_DOCUMENT TEXT_
_ _ _ _ _

Fitch Ratings does not expect any rating implications following Coach, Inc.'s (Coach) announcement to acquire Stuart Weitzman Holdings LLC, a leading designer and manufacturer of women's luxury footwear. Coach will pay approximately $530 million upfront and another $44 million to Sycamore Partners contingent upon the successful achievement of selected revenue targets over the three years following the closing of the acquisition anticipated to close by May 2015. Fitch expects Coach will finance the transaction mainly with cash on hand; as of Sept. 27, 2014, Coach had $661 million in cash and $247 million in short-term investments mostly held overseas.

Stuart Weitzman generated net revenues of approximately $300 million for the twelve months ended Sept. 30, 2014, which would add over 6% to Coach's revenue base of $4.7 billion. The acquisition is expected to be accretive to earnings per share, exclusive of transaction-related charges. Assuming EBITDA margins in the 15% to 20% range, Fitch estimates Stuart Weitzman EBITDA to be $45 million to $60 million.

Coach currently does not have any long-term debt in its capital structure but will need to access the markets in fiscal 2015 (ending June 2015) to issue debt to fund its new headquarters. The total cost of land/construction for the headquarters is expected to be $750 million, of which the remaining $550 million will be incurred in fiscal 2015 and fiscal 2016. Fitch expects leverage (lease-adjusted debt/EBITDAR) to increase from 1.5x to the mid-2x range by the end of fiscal 2015 (ended June 2015), assuming debt issuance of $750 million or modestly higher sized to the total cost of the headquarters and a portion of the acquisition price. Fitch expects leverage to remain in the mid-2x over the next 36 months. There could be negative rating implications should Coach finance a meaningful part of the acquisition with debt, driving leverage above the mid-2x range.

_ _ _ _ _

_RECORD LIST_
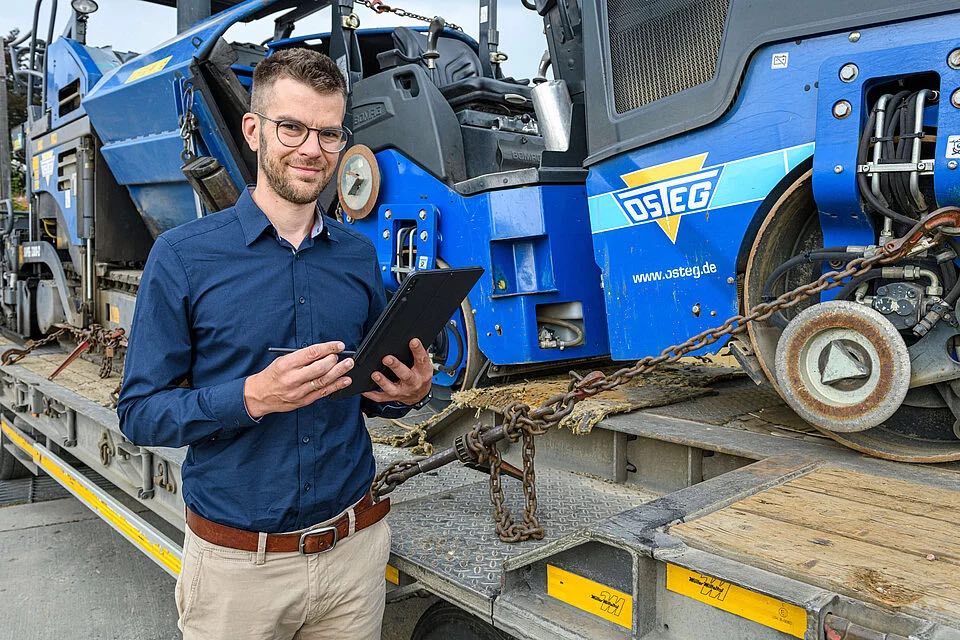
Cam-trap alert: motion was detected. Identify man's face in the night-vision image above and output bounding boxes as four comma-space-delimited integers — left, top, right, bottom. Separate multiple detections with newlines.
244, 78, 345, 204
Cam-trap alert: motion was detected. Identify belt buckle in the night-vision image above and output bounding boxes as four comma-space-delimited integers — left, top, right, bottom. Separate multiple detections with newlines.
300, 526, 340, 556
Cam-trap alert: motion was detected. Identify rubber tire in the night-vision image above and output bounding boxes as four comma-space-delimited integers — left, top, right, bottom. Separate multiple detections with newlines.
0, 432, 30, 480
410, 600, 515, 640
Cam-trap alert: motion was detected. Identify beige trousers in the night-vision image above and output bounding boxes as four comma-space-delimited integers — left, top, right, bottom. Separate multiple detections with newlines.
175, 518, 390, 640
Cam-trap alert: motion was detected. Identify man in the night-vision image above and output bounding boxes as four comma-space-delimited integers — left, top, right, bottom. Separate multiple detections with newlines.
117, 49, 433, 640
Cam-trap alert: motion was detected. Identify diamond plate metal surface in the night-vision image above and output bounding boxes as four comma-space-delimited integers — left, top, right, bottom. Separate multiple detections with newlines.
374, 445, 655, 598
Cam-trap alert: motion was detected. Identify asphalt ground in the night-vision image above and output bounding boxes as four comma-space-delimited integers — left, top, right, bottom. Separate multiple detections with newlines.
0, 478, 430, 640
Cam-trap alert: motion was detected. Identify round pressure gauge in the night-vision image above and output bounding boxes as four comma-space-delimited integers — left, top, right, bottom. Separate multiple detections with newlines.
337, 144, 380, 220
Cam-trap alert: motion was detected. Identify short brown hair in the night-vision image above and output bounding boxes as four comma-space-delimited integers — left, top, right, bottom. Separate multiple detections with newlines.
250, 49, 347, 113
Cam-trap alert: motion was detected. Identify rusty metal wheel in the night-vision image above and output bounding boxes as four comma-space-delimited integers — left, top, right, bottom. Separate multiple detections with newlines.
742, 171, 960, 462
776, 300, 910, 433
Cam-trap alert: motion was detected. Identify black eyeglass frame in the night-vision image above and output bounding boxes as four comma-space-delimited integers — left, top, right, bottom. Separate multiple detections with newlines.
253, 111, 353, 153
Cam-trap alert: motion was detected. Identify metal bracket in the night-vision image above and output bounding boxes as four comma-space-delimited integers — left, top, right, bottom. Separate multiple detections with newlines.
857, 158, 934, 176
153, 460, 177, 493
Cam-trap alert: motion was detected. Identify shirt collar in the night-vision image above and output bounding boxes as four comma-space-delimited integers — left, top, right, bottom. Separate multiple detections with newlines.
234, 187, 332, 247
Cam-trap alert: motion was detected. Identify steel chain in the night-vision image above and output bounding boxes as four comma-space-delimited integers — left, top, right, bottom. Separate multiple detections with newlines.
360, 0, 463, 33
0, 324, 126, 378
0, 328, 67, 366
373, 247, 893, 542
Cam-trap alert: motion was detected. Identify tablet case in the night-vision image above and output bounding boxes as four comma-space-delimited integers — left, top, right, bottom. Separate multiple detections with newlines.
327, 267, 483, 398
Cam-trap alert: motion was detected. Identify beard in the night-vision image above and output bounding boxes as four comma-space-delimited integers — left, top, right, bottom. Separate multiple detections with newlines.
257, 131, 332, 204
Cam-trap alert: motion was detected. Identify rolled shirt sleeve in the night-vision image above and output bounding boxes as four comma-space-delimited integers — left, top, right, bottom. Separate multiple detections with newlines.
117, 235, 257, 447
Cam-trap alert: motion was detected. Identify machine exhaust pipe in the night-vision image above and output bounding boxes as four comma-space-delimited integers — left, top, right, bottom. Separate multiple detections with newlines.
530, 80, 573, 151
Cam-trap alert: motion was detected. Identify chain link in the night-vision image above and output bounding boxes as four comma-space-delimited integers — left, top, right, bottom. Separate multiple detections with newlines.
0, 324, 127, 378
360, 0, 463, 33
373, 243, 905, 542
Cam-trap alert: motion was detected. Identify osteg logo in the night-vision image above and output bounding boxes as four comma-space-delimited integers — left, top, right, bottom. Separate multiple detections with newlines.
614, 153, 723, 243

_ _ _ _ _

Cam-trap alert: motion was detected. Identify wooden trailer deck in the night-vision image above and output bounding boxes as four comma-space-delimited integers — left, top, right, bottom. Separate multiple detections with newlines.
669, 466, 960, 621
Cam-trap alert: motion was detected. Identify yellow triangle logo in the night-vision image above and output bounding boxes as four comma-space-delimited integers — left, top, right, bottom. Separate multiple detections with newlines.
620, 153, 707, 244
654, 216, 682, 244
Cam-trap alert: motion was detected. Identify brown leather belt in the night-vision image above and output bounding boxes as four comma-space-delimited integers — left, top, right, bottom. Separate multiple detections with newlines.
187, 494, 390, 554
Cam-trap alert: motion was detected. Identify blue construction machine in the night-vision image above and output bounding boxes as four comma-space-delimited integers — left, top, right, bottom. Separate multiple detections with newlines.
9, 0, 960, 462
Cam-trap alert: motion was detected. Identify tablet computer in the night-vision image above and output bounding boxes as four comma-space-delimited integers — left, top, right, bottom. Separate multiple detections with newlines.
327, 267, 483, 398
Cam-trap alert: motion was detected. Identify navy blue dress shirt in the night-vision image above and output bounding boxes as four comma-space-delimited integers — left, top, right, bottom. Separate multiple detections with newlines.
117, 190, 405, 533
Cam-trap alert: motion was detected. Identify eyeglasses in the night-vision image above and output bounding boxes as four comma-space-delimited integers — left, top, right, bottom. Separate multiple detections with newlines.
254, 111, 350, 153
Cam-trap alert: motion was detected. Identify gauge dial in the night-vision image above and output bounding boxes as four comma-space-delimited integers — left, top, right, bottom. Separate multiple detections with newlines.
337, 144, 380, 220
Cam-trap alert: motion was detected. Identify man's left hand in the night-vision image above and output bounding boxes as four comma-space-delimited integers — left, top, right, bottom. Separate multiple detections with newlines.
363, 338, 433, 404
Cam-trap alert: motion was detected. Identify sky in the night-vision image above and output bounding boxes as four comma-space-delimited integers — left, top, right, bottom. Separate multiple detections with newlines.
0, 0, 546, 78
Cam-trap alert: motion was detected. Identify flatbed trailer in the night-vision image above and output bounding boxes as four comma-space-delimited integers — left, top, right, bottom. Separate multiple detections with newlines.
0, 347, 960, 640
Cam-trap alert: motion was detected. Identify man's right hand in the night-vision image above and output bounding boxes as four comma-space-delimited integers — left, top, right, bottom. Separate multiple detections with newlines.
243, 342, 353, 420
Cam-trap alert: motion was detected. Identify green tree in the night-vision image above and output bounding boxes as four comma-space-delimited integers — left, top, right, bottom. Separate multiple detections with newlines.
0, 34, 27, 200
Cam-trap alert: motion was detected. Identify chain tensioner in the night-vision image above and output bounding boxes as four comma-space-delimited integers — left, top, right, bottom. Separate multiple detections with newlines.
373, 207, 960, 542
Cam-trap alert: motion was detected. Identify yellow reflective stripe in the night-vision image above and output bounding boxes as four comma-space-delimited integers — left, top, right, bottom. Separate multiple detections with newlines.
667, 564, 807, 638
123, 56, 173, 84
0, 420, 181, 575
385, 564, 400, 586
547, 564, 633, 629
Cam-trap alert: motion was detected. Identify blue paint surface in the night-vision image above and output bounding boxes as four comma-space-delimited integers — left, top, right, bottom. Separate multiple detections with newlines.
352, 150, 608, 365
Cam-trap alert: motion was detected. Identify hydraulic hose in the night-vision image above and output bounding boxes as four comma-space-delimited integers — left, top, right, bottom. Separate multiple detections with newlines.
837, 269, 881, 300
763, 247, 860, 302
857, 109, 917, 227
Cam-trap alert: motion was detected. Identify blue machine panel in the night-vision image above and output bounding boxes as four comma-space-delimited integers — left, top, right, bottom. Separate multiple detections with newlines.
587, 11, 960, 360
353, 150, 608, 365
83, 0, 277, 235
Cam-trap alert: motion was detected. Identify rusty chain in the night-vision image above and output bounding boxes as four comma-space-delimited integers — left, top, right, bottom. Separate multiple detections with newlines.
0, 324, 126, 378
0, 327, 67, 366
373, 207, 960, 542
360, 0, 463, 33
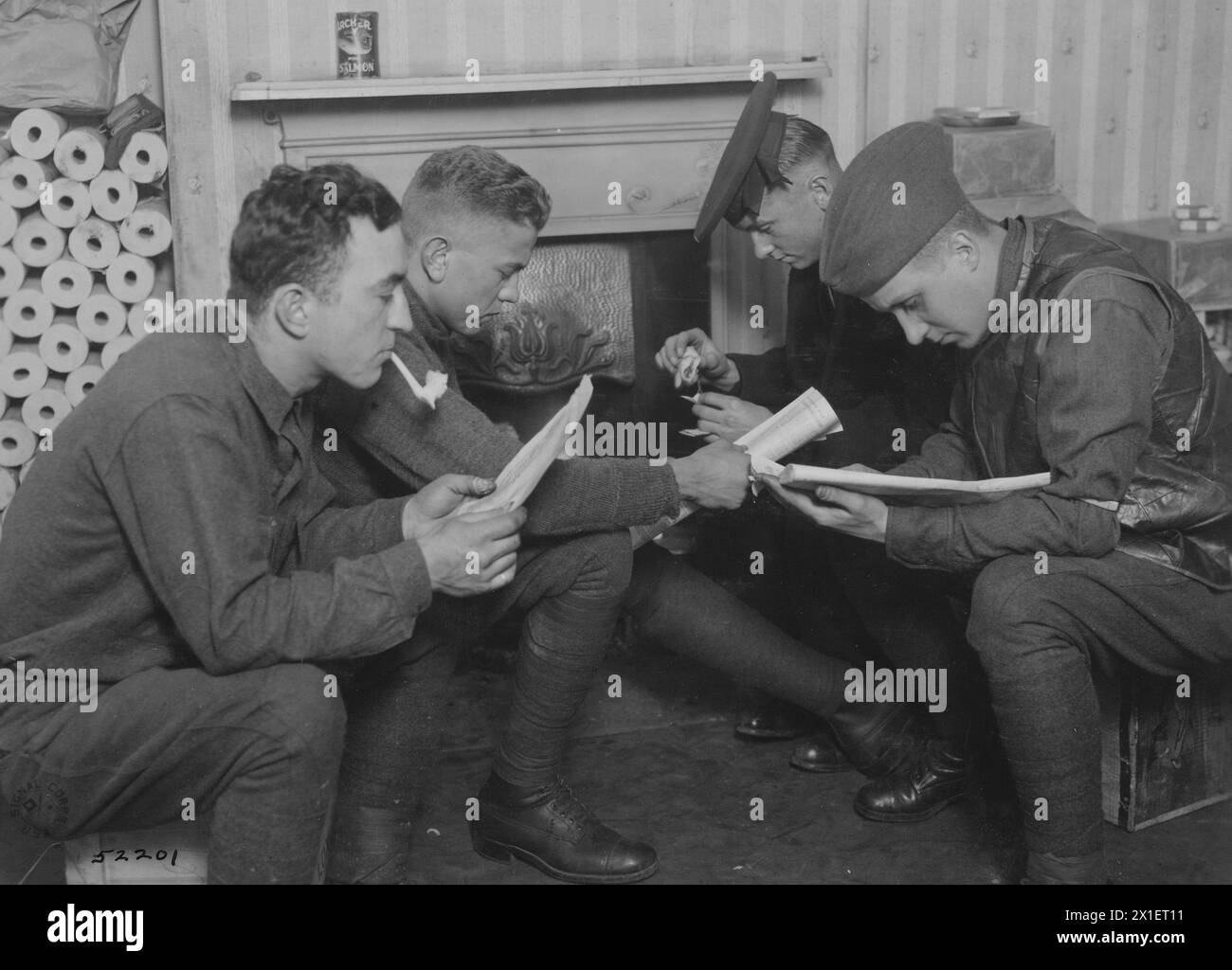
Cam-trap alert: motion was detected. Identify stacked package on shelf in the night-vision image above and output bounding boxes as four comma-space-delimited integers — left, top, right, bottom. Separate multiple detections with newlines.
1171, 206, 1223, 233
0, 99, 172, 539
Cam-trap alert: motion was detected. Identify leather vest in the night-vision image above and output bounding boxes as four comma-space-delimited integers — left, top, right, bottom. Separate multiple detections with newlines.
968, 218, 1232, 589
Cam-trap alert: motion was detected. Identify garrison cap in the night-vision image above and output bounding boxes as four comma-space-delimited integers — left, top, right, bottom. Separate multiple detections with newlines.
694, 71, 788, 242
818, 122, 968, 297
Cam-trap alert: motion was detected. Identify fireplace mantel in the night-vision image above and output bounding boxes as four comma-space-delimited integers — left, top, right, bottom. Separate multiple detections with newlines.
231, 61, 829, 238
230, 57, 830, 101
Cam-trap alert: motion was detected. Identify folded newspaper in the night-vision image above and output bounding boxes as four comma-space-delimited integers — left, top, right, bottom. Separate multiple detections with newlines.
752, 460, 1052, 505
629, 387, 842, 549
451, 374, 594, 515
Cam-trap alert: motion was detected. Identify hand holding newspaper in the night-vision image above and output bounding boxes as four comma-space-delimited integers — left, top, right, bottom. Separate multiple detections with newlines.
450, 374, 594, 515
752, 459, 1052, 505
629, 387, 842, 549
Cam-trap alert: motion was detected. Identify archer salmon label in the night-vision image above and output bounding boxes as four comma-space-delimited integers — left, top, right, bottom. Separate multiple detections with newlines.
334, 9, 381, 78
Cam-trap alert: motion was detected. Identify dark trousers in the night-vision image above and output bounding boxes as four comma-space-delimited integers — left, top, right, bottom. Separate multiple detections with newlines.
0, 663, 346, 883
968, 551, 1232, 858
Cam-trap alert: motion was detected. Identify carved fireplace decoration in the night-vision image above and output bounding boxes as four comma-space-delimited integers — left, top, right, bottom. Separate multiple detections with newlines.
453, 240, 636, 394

_ _ _ _ _

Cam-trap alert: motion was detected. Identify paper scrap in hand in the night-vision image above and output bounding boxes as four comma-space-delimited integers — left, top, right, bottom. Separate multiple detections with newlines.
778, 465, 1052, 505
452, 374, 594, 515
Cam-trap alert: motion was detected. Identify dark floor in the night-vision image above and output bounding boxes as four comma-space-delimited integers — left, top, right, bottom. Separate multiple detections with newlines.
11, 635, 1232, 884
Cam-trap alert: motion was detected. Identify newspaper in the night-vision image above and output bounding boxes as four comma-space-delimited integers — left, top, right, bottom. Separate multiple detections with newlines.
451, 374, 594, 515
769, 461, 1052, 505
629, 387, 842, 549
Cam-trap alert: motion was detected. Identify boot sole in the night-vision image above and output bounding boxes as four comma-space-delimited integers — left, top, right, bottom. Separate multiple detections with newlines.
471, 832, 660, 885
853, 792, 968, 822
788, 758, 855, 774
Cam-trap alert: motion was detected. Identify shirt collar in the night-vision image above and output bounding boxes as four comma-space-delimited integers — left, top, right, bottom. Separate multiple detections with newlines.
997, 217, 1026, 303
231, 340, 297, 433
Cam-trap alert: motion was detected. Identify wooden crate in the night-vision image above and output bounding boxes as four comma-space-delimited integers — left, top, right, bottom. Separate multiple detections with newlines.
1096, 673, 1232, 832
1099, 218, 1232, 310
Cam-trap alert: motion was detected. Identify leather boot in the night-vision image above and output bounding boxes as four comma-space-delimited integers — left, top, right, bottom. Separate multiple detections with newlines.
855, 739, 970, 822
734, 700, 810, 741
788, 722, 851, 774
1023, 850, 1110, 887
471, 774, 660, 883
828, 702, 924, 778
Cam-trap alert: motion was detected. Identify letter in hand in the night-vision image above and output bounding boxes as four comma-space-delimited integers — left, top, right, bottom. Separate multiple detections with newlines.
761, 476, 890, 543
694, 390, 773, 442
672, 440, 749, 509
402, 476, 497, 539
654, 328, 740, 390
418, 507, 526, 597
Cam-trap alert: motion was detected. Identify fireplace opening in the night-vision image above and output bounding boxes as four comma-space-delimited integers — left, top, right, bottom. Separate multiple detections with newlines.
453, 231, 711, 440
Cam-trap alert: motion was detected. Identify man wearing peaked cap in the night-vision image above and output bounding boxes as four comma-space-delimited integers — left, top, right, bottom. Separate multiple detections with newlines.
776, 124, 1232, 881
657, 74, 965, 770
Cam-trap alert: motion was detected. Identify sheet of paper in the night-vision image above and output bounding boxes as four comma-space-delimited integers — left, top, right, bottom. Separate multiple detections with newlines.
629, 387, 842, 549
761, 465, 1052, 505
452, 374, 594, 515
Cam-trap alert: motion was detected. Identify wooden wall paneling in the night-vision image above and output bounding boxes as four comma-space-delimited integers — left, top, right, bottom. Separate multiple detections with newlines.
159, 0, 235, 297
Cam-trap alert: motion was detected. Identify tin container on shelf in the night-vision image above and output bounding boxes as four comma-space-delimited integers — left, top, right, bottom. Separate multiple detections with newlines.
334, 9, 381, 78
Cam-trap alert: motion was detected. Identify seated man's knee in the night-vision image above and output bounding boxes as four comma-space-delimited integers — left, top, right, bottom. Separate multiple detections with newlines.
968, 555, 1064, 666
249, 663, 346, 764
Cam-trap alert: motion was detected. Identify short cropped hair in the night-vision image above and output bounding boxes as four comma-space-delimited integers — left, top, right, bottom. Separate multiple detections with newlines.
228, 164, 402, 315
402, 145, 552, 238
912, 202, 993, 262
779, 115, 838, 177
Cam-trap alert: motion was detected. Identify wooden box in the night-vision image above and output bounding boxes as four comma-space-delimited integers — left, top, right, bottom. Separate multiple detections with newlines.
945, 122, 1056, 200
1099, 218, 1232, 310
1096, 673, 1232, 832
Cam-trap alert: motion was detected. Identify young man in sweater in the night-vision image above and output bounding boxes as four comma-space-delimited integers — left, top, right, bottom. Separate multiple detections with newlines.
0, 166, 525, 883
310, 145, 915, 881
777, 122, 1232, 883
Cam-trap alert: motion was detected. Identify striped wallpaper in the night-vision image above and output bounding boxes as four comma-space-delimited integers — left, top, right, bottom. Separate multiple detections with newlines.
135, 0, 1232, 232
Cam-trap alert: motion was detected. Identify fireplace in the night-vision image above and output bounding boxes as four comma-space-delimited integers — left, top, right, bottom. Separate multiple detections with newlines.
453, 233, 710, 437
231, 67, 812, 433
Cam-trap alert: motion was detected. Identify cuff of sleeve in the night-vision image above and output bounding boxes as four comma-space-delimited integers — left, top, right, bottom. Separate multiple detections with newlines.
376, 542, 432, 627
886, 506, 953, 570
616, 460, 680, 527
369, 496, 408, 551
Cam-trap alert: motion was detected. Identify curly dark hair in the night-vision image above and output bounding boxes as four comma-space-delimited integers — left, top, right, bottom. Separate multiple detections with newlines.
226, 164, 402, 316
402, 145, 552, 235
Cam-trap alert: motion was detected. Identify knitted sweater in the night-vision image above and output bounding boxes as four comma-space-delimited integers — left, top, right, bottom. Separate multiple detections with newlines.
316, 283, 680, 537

_ _ _ _ _

_WORK TO COMPLETE_
A: Reproduce, word for word, the part of the Fitch commentary on Coach's Stuart Weitzman acquisition from "Fitch Ratings does" up to and including "mostly held overseas.".
B: Within the records, take the lines from the line with "Cam-trap alert: motion was detected. Identify asphalt" up to and including the line with "234, 187, 332, 247" and substitute "infrared" for every "night-vision", leaving everything else unchanged. Return only those lines.

_WRITTEN ANSWERS_
A:
Fitch Ratings does not expect any rating implications following Coach, Inc.'s (Coach) announcement to acquire Stuart Weitzman Holdings LLC, a leading designer and manufacturer of women's luxury footwear. Coach will pay approximately $530 million upfront and another $44 million to Sycamore Partners contingent upon the successful achievement of selected revenue targets over the three years following the closing of the acquisition anticipated to close by May 2015. Fitch expects Coach will finance the transaction mainly with cash on hand; as of Sept. 27, 2014, Coach had $661 million in cash and $247 million in short-term investments mostly held overseas.

B:
Cam-trap alert: motion was detected. Identify asphalt ground in the infrared image above and output bounding boxes as four comma-space-delimited integers — left, top, right, bottom. Separate multiple detections with newlines.
0, 478, 430, 640
Cam-trap alert: motion was detected. Identify round pressure gauge in the infrared image above and output bounding boxes as four comma-space-delimited integers — left, top, right, bottom. Separate multiple detections with newlines.
337, 144, 380, 220
Cam-trap alert: motion was detected. Identify short brown hair in the infrared image above and output bounding boxes as four comma-space-delimited integers — left, top, right, bottom. Separate multiple detections with newlines.
250, 49, 347, 113
Cam-trap alert: motion was detected. Identify rusty metal wheel in the infrared image above and output bounding boxes as four comma-space-delimited integers — left, top, right, bottom. Separate multiple detections with newlines.
742, 171, 960, 462
776, 300, 910, 433
Cam-trap alert: motion was detected. Identify black eyeglass frame in the infrared image above and output bounding boxes as four comma-space-delimited integers — left, top, right, bottom. Separate multiple detections with newlines.
253, 111, 353, 153
Cam-trap alert: motion was detected. Identify metal bracket in the infrared image above and output bounding boxes as four comma-space-delimited integers — left, top, right, bottom. Separate multiple detections with newlines.
857, 158, 934, 176
153, 460, 177, 493
Cam-trap alert: motion was detected. Identify shirt collar in the infrared image above and output bounding boxes as four comma-space-delimited integers — left, top, right, bottom. Separate multiple detections with newlines.
234, 187, 332, 247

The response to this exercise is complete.